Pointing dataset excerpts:
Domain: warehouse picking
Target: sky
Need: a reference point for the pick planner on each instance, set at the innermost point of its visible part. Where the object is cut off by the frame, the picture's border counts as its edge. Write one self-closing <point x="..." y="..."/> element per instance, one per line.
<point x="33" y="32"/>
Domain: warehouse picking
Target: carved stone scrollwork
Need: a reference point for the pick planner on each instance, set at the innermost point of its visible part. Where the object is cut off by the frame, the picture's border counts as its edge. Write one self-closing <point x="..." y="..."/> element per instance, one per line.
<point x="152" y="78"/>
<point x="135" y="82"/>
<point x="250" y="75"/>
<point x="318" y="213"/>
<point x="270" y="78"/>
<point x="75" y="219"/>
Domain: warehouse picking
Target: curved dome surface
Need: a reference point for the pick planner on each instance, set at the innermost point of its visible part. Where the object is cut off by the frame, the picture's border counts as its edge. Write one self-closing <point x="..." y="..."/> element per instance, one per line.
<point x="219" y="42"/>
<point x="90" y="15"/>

> CHALLENGE:
Reproduce all of the data above, line for line, without changing anything.

> ANSWER TO THE EXERCISE:
Domain: warehouse picking
Target: sky
Need: a reference point for the pick planner on each instance, set at the innermost point of its visible part. Where the object is cut off by the frame, the picture's border counts as its edge. Write one self-closing <point x="..." y="..."/> element per instance, one per line.
<point x="33" y="32"/>
Domain: warehouse picking
Target: carved stone scrollwork
Need: a reference point for the pick planner on each instance, set at the innermost point of its visible part. Where the object is cut off by the frame, the picture's border counts as its edge. Write one self-closing <point x="..." y="..."/> element per instance, one per line.
<point x="152" y="78"/>
<point x="135" y="82"/>
<point x="250" y="75"/>
<point x="318" y="213"/>
<point x="270" y="78"/>
<point x="75" y="219"/>
Domain: warehouse picking
Target: curved dome surface
Need: a reference point for the pick planner on each instance, set at the innermost point of its visible part. Where the object is cut off by the frame, the picture's border counts as its edge. Write one self-closing <point x="..." y="..."/> element per instance, one per line.
<point x="219" y="42"/>
<point x="90" y="15"/>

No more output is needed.